:: Action item ::
All of the listing below must be repeated word for word. Pictures are the only thing to omit.

:: Excerpted data ::
* * *

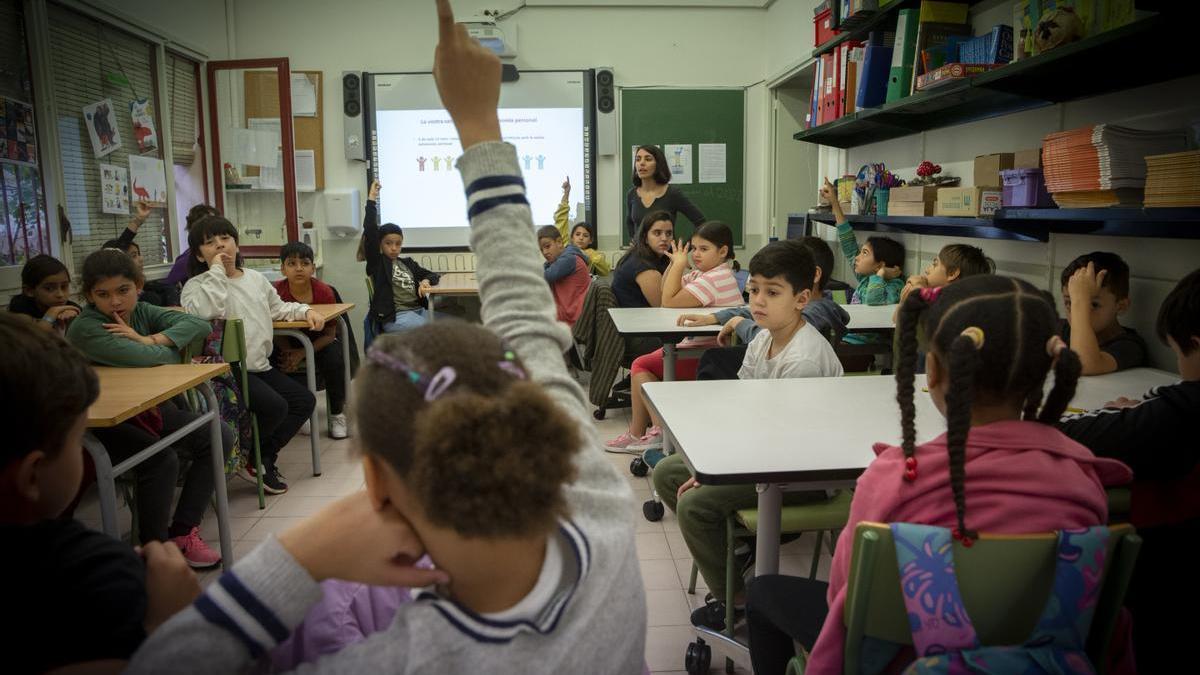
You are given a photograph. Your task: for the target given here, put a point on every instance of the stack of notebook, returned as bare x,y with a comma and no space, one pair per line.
1173,180
1103,165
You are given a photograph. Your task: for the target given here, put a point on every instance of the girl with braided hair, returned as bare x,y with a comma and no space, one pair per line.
991,342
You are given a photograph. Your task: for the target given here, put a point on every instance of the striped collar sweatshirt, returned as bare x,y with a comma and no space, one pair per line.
593,620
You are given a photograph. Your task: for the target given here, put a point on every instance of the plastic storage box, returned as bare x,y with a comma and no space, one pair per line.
1025,187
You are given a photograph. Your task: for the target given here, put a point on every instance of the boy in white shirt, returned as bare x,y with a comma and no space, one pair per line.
783,278
789,346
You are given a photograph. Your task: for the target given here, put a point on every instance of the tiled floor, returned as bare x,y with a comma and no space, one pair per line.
664,556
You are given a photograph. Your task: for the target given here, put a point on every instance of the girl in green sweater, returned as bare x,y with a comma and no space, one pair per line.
118,330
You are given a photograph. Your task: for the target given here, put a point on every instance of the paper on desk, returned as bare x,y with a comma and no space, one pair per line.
304,96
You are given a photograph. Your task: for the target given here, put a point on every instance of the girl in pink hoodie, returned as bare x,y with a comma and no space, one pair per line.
991,342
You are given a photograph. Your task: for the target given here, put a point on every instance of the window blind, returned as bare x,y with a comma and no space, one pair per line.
23,225
93,61
184,108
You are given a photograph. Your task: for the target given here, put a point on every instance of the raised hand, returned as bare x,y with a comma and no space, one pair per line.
468,78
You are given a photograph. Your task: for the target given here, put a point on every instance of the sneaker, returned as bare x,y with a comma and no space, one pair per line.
652,440
246,471
196,551
337,426
712,615
621,443
273,481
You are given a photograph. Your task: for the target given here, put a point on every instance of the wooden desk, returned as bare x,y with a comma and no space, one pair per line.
127,392
298,329
453,284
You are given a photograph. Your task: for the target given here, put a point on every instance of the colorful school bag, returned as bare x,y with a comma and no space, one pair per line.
943,635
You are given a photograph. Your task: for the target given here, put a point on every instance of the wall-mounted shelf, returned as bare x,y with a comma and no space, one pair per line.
1097,65
1031,225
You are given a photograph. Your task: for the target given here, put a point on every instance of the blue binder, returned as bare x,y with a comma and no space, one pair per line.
873,83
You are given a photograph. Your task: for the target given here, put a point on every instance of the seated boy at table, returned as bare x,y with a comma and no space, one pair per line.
300,286
877,264
1155,435
821,312
93,597
567,272
781,278
580,234
1095,293
154,291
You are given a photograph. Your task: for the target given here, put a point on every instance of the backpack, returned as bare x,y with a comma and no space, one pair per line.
942,632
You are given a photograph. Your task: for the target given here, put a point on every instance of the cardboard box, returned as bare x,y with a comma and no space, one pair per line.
913,193
910,208
971,202
1027,159
988,168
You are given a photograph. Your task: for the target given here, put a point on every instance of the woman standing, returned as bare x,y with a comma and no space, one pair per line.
652,192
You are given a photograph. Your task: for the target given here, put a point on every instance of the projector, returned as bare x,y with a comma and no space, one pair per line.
495,39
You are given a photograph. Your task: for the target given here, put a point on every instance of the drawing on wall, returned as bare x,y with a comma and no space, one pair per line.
114,184
18,142
148,181
101,123
143,125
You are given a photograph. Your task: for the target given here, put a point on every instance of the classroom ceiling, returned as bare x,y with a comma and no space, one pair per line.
749,4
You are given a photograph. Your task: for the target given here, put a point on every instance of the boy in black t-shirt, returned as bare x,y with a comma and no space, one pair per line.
76,596
1156,436
1095,293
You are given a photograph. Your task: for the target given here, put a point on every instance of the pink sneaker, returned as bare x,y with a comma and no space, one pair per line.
652,440
197,553
621,443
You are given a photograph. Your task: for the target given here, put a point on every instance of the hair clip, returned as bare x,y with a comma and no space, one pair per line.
930,294
1055,346
976,334
510,366
431,388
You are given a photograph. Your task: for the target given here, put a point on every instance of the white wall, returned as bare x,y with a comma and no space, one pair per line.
646,47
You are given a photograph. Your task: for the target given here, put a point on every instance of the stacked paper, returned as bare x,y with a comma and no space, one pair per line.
1103,165
1174,179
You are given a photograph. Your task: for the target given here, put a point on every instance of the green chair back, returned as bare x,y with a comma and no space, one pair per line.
1005,580
233,351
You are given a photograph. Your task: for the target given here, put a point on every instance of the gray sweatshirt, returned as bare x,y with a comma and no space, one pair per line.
823,314
595,621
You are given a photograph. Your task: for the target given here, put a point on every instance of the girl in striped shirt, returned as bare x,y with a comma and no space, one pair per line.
709,284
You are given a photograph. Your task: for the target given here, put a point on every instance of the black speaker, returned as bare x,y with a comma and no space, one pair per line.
352,112
606,91
606,107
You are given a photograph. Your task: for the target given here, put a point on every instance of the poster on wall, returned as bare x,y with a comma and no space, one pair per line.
679,161
114,189
148,181
18,142
143,125
101,123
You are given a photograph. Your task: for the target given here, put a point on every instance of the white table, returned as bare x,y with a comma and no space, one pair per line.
664,324
831,449
1098,389
870,317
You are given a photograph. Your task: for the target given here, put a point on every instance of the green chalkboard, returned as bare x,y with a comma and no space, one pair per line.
690,117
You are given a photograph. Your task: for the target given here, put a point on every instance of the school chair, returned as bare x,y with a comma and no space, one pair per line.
233,351
1003,579
823,518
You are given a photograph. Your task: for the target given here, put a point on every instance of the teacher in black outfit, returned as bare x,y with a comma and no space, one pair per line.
652,192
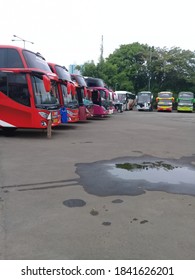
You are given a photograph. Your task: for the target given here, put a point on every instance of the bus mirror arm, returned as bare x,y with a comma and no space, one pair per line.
47,83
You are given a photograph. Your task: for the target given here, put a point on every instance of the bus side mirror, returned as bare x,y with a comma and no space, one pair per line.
69,88
73,89
47,83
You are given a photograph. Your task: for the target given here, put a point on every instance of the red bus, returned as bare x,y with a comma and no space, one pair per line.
28,92
67,94
102,97
84,96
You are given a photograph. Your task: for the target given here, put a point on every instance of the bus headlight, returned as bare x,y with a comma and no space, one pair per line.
43,115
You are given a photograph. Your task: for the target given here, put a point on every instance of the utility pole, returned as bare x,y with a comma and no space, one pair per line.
102,49
149,68
21,39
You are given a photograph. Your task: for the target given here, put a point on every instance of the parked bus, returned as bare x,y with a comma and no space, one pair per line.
144,101
126,98
84,96
165,101
103,105
67,94
28,92
185,101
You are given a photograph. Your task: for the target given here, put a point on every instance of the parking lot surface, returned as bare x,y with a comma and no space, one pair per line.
53,205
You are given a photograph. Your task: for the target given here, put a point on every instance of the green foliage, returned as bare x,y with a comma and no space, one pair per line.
135,67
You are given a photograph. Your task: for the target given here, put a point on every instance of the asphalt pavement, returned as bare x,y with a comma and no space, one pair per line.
55,205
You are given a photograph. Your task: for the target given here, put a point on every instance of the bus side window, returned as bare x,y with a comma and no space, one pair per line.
3,83
18,89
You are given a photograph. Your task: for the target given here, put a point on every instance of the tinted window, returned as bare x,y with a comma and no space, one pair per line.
10,58
80,80
94,82
36,61
15,86
63,74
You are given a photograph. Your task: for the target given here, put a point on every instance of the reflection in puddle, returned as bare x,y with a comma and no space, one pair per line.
153,172
136,175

* * *

:: Solution to the problem ::
You are given a photograph. Your task: for the target given here, put a point on every instance of the stack of notebook, returned as bare x,y with a comma and no space, one pair per line.
1173,180
1103,165
You are given a photograph. Your task: for the target given here, put a point on every instance of the girl with braided hair, returned as bare x,y with a comma and no space, one pair per line.
991,342
You are given a photograph. Your task: for the target given here, put a point on every instance of the striped collar sweatshirt, returned as bare x,y with a comma and no space, one pair per line.
593,620
You are given a photograph. Your task: for the target given here, put a point on every instance of the plastic storage box, returned as bare x,y with a comma and no space, one pair per line.
1025,187
You are given a photograph. Your task: for the target given here, put a point on every instance of the boy in white shirt, returned as bare x,y with a comma and no space, one pair per line.
783,278
789,346
You are given a photograph. Your task: for the target given here, put a point on every instance of the tiled floor, returned as bare x,y with a comma and no space, one pair per line.
664,556
You are given a photograph. Your task: for the target given here, put a point on every instance of the girl in green sweater, returned as bare x,y with a comma and no space, one pair per line.
118,330
You are given a photograph. Your task: for the target given here, put a point on every instance of the paper on desk, returned as bare x,y with a comma and no space, one pair per line.
304,96
You are given a photograph. Your task: for the target given here, put a point on every instance of the girl in pink hoodie, returned as bare x,y with a comma and no space, one pair per line.
991,342
You are given a photograph. Your task: for the target given here, put a point on every instance of the window blind, returned as bare x,y with a comma and no space, one pair per line.
23,225
93,61
184,108
You are given a photograph. Your task: for the target given here, put a point on every instance of the raised hand, returned as bare x,y with a comma and no space, one pair per line.
468,78
You are given a photograph. Your task: for the target given here, put a point on every instance of the sneaker, returned as bare x,y with a comma and no space, one pair per line.
652,440
246,471
196,551
337,426
712,615
621,443
273,481
You are given a photograph. Your task: for the target given here, put a point on every instance of the wooden desk, returned as bare x,y with a comma and no space, one pair per line.
127,392
298,329
453,284
You are given a photograph. Your task: for the target given here, put a point on every instance of the colorful school bag, returned as bare x,y with a comma and no space, one pair per line.
943,635
You are given a photograph. Your task: for the target given here, put a point on every instance of the wall-mounted shelf, returned as bare x,y with a comma and no space, one pair per line.
1097,65
1031,225
You are given a photograph. Your task: for the target given here, put a point on every instance of the blue binder, returned as bare x,y with a comma and no space, one pair per line.
873,83
You are given a photograph. Your task: for the target given here, put a point on every instance of the seated boy at table, returned as bare x,y with a comma and no space, one pair per line.
300,286
877,264
1155,435
821,312
93,597
567,272
781,278
580,234
1095,293
154,291
You are given a photograph. Your task: for the target given here, put a point on every instance of the backpack, returned as bare x,y with a comma and no space, one pair per line.
942,632
You are given a photograph. Your task: for the target given here, put a point on every instance of the cardboard box, returned as bare x,y with a comma and no space, one pair per line.
913,193
910,208
971,202
1027,159
988,168
You are given a photograph. Your task: for the target given here, put a point on every instance of the woman standing, returned as bare x,y with a comma and no space, one pair per line.
652,192
You are given a photograph. Your task: for the target given here, put a point on every instance of the projector, returned as bare x,y with a comma and no space, one pair per line.
495,39
You are given a photograph. Your task: for the target given here, put a point on every instance of the drawing on wall, returned as bare x,y with a comma and no space, one pair per line.
114,184
18,142
148,181
101,123
143,125
You are given a photograph. Your task: for the target given here, put a point on every instance of the classroom ceiling, returned as bare x,y with a comma and no space, one pair per line.
749,4
You are given a photograph. Your task: for the target given here, put a point on every instance of the boy in black t-shirt, returned as bare x,y with a comma and no space, one pair per line.
76,596
1156,436
1095,293
You are given a photograph. Your task: for the target given here, put a point on every instance of the pink sneaker, returned as bare x,y with a comma and no space, one pair per line.
652,440
197,553
621,443
You are given a photograph. Your task: for the target given here, put a point on every instance of the hair clip, returned as bare x,y with a comma and no space, one pair per line.
930,294
1055,346
976,334
510,366
431,388
You are given a photograph. Your task: for the target given here, put a point on every instance of the white wall, returned as bare x,y with a comma and no space, one pair per line.
646,47
You are given a photograph. Your task: for the target given here, put a point on every instance of the stacked paper, returned as bare x,y with a comma and no space, one pair per line.
1103,165
1174,179
You are given a photograph. Your task: for the target given here, put a point on every instance of the green chair back, returned as bare x,y with a comma and no space, one pair per line.
1005,580
233,351
You are given a photograph. Your task: for the target given here, put a point on every instance of the gray sweatshirt, returned as bare x,y with a comma and no space, one pair per line.
823,314
595,621
You are given a photograph. Your task: for the target given here, put a point on every instance of the girl in striped shirt, returned as bare x,y with a comma and no space, one pair per line.
709,284
You are given a photograph. Your task: for the target given here, put a point on every instance of the black speaker, returned as bare x,y with a comma and no space, one pair per line.
352,112
606,91
606,107
You are given a photograph. Your task: for the target given here, put a point on every instance of the poster on wall, returned as bare x,y with a comma and no space, one pair per line.
679,161
114,189
148,181
18,142
143,125
101,123
You are given a photograph. Your task: for the target given here, put a point on every instance of the white table, returned as bare x,y with a comma and no space, one pair per line.
664,324
831,449
1098,389
870,317
You are given a photograph. Your task: for the target given here, put a point on every instance of the green chalkboard, returned as bare x,y with a comma and no space, one pair per line.
690,117
You are given a photograph. Your task: for the target given here, put a point on every instance of the school chair, returned as bare x,y with a comma and no space, one pair per line.
233,351
1003,579
823,518
You are given a photograph. Your task: for the target given here, put a point on every instance of the teacher in black outfit, returned as bare x,y with a comma and no space, one pair per line.
652,192
You are given a photograph. Your task: for the target given here, put a point on every instance of the bus mirror arm, returned as bare x,y with a comma and no space, one pair per line.
47,83
You are given a photograph. Your task: for the target given here, put a point on every instance of the bus side mirror, returned as bare x,y with a comma and no space, one pair per line.
69,88
73,89
47,83
You are given a photograph. Your task: for the target given here, put a point on every instance of the red bus, returned as bare x,y with a comma and no space, one pair per line.
28,92
67,94
102,97
84,96
You are given a photograph. Your task: for the target given here, put a point on every instance of the bus headlight, returned as bare x,y with a comma and no space, one pair per line.
43,115
You are given a photograph. Your task: for the target given here, put a point on every instance of the utility pole, returned as bare x,y with a comma and no space, one pair per line.
102,49
149,68
21,39
You are given a photograph. Your task: for the target given here, put a point on every instance of the parked bus, returned as bare x,y with a comma and no space, one pair per line.
144,101
126,98
84,96
165,101
103,105
67,94
28,92
185,101
You are given a photograph. Your task: for the target given here, put a point on every instance of the parking lot surface, returned as bare x,y with a comma and no space, one pair per line.
53,205
You are given a photograph. Your task: for the target given here, put a point on every instance of the green foliage, returned as bare x,y with a comma and no space, one pair per line.
135,67
You are given a photograph. Your task: for the target given here, put a point on every instance of the asphalt pavement, returned as bare x,y with a comma and no space, one pair per line.
55,205
You are given a photograph. Your task: for the target given here, put a point on every instance of the bus side window, returned as bare x,y with a comma and no space, one pair per line.
3,83
18,89
You are given a photograph. Your task: for the target given here, put a point on every instance of the tinted window, returned as bare x,y with a comma and no space, one pair per line.
10,58
80,80
94,82
36,61
15,86
63,74
You are given a photograph. Your task: for the target given here, put a point on every instance of the reflection in puddle, returned as bare x,y with a comma and no space, one pair per line.
153,172
136,175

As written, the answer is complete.